Requirement — Work out the count of lines in the entries below that include "yellow", and write only that count.

Segment Start: Supplied entries

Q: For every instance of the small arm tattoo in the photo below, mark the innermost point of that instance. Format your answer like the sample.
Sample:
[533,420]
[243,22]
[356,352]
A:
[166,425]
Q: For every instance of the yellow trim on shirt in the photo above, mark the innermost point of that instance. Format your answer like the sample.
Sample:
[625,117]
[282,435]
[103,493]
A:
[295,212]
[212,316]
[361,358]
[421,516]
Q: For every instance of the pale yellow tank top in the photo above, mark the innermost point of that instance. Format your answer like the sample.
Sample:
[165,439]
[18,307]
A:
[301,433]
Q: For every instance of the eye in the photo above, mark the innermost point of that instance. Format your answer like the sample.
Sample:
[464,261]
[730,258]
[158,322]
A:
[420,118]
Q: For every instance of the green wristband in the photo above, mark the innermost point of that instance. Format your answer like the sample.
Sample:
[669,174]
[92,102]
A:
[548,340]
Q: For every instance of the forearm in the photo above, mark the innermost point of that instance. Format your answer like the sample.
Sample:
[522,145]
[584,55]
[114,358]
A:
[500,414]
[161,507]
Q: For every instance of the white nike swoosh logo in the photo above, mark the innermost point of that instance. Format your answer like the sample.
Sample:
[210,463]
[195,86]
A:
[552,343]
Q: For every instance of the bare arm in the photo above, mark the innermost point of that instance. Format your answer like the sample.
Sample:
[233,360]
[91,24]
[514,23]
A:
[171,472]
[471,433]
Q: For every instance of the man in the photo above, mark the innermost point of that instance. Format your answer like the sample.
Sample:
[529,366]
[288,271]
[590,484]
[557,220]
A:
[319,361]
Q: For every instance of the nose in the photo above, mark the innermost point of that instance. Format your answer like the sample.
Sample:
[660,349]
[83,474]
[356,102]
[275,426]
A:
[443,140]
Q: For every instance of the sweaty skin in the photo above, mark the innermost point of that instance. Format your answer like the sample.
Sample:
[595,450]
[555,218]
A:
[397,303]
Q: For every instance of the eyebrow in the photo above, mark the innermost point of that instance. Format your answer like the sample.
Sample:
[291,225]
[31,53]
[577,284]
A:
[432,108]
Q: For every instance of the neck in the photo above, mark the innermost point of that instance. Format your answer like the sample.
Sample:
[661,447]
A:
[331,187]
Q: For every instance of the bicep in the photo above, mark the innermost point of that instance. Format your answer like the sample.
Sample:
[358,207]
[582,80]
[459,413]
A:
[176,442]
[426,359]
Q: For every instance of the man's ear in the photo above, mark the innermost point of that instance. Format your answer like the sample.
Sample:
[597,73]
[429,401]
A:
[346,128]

Segment End: Supplied entries

Result of the exercise — 2